§ **任务要求 A**
根据下面关于1900年中国东正教徒遇害的节选,判断以下三项说法是否与原文相符:(i)方志海小时候在北京的俄国教会受洗;(ii)方志海和叶莲娜共有三个孩子;(iii)东正教列出的中国殉难圣徒名单共220人。每项回答“是”或“否”,并一字不差地引用原文中起决定作用的词句。

--- 阅读节选 ---

对俄国和西方列强欺凌中国的愤慨以及有关基督教会暴行的传言引发了下一轮杀戮。1900年,方志海(Fang Zhihai,音)48岁。他小时候在北京的俄国教会受洗,一生都是东正教教徒。俄罗斯教士的传教是1727年的条约明文规定的,虽然条约对传教活动有一定的限制。早先的耶稣会教士以致力于中国文化的研究而著称,俄国东正教的教士们大多也如此。方横跨两个世界——他同时身兼志海和因诺肯季(Innokenty)两个身份;他既是老师,又是歌手,也即将被任命为教会执事。东正教牧师可以结婚,方的妻子也是皈依东正教的教徒,人称叶莲娜(Elena)。他们有四个孩子,两个儿子十几岁,两个女儿则更小。
因诺肯季被义和团用乱石打死在教会的水井里;他的妻子和两个女儿,连同十几个其他教徒, 被活活烧死在东正教牧师家里;一个儿子在北京的街头被杀。另一个儿子幸存,得以讲述他们的殉难故事。因诺肯季、叶莲娜和他们的孩子被东正教列为中国殉难圣徒,这份名单共220人。“你们以基督教的纯洁使虚假的儒家虔诚蒙羞,将魔鬼激发的佛教践踏脚下,你们用自己的鲜血洗刷了中国大地的罪孽”,俄语的祷词如是说。
那年夏天,边境城市布拉戈维申斯克(Blagoveshchensk,中国旧称海兰泡——编注)的5000多名中国居民被俄国军队和俄罗斯民众从家里拖出。据我所知,遇害的5000人在历史上没有任何记录,除了伊尔库茨克国立大学(Irkutsk State University)的维克托·佳特洛夫(Victor Dyatlov) 教授曾经撰文追述了这一悲剧。

---

§ **任务要求 B**
请从条目中含有“surface, it would be much appreciated.”的那一行开始,一直到条目末尾,将这些行原样输出,首尾两行都包括在内。

--- 材料 ---

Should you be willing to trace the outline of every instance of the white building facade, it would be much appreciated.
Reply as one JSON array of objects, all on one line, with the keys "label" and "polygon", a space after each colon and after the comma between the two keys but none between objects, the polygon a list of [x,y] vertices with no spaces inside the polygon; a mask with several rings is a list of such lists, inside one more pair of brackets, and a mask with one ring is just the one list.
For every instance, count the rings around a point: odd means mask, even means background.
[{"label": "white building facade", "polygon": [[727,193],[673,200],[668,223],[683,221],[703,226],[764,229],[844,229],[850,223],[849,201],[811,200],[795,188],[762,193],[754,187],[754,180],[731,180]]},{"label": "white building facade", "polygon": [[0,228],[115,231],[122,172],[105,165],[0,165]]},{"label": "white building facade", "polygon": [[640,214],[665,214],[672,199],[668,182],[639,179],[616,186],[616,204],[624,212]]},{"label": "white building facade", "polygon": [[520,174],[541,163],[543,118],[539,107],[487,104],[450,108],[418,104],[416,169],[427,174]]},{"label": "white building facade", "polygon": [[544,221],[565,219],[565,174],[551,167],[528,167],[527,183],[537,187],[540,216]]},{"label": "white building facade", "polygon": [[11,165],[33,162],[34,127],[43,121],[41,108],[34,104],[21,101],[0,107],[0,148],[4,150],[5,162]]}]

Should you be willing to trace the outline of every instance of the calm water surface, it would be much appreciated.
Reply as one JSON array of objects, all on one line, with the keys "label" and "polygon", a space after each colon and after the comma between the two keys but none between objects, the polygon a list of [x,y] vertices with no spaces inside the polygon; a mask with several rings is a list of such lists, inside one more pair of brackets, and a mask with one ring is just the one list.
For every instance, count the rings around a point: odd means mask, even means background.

---

§ **书面解答 A**
(i)是:“他小时候在北京的俄国教会受洗”
(ii)否:“他们有四个孩子”
(iii)是:“这份名单共220人”

§ **书面解答 B**
Should you be willing to trace the outline of every instance of the calm water surface, it would be much appreciated.
Reply as one JSON array of objects, all on one line, with the keys "label" and "polygon", a space after each colon and after the comma between the two keys but none between objects, the polygon a list of [x,y] vertices with no spaces inside the polygon; a mask with several rings is a list of such lists, inside one more pair of brackets, and a mask with one ring is just the one list.
For every instance, count the rings around a point: odd means mask, even means background.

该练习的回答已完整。